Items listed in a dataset
[start]
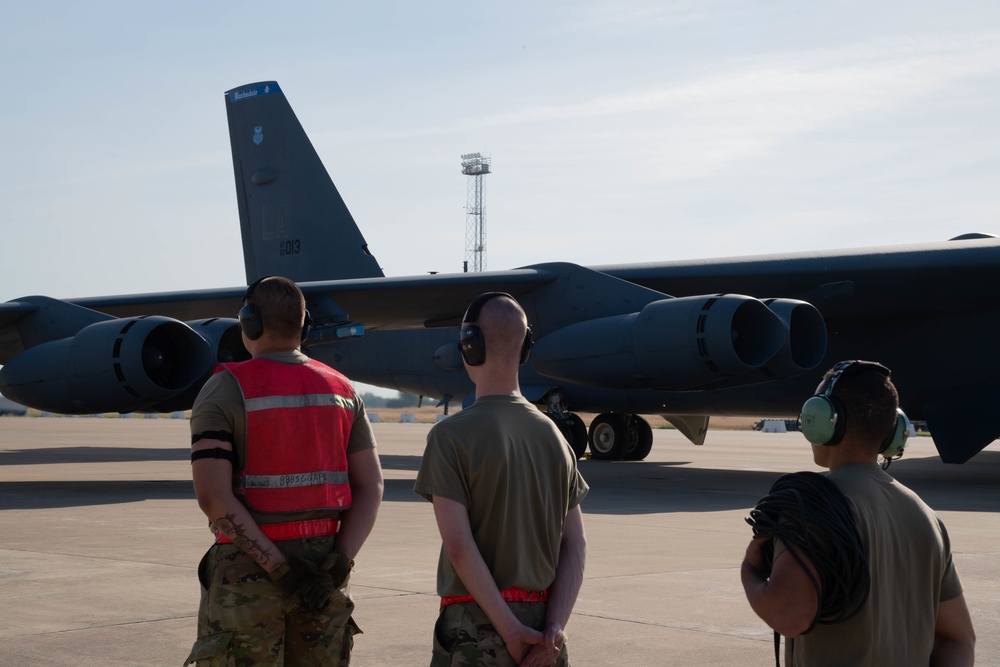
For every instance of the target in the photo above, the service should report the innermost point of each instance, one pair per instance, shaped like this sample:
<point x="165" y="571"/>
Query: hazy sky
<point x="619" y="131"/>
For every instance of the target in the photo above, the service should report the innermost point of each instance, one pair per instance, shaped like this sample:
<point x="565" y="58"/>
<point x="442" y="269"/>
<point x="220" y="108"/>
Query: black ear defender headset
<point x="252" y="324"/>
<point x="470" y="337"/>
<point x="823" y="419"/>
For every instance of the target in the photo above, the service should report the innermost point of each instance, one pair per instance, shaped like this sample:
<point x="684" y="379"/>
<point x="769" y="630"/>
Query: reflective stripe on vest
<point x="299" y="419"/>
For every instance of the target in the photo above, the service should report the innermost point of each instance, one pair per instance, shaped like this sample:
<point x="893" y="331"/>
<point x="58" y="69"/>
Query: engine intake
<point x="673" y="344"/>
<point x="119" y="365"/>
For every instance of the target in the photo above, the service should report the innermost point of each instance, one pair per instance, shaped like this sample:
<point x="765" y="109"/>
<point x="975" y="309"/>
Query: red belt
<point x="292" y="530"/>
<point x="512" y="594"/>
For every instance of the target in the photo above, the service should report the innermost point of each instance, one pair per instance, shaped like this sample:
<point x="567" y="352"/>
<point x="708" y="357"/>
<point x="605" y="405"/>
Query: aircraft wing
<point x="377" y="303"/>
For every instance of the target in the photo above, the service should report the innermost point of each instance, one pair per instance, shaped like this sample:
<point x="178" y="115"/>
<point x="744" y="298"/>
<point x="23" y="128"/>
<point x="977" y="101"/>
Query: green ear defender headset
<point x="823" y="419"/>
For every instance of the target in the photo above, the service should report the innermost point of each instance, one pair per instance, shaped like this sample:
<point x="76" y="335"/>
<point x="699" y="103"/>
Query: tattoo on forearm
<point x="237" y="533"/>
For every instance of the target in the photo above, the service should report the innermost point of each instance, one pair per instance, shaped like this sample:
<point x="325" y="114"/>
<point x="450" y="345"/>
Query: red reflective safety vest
[end]
[start]
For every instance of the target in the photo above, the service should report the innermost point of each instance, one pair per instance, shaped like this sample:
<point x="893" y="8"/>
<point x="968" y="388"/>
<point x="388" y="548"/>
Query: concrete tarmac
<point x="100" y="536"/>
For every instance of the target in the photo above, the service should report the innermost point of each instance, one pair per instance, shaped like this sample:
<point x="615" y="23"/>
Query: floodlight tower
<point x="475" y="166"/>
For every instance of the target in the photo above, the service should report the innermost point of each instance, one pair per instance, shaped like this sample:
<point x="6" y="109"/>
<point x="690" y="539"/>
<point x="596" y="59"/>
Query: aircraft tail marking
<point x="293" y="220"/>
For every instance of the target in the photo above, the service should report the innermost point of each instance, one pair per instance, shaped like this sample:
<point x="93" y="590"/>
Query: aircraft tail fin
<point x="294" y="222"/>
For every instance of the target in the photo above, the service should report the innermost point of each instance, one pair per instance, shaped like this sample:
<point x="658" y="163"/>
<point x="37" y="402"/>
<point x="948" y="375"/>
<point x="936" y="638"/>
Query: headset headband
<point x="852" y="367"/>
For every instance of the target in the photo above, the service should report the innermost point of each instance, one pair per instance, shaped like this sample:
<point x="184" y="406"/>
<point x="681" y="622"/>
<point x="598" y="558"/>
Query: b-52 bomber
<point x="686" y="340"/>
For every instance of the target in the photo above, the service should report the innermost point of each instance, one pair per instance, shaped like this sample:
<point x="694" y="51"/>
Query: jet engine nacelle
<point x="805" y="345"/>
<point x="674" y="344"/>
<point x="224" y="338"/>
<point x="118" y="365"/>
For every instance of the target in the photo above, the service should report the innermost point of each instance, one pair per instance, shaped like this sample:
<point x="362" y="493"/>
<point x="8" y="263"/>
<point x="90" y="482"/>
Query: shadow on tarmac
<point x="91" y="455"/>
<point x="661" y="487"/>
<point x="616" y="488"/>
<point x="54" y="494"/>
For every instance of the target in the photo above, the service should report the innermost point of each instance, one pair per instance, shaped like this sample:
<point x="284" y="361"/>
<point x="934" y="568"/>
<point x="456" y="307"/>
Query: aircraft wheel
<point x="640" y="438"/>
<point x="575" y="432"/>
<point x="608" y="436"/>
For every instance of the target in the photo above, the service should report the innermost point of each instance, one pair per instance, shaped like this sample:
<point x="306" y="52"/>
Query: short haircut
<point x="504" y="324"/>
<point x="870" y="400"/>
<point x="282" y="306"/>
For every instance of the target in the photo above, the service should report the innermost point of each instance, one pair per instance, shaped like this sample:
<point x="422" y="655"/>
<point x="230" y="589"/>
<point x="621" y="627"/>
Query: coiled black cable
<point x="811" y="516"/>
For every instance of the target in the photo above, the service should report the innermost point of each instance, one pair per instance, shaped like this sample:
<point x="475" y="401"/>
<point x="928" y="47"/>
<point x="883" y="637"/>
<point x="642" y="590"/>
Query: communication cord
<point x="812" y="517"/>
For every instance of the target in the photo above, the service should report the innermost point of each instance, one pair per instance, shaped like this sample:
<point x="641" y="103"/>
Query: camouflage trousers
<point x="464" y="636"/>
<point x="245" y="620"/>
[end]
EXERCISE OBJECTIVE
How many lines of the rows contain the string "tarmac"? Give only the number.

RESPONSE FOR THIS EXERCISE
2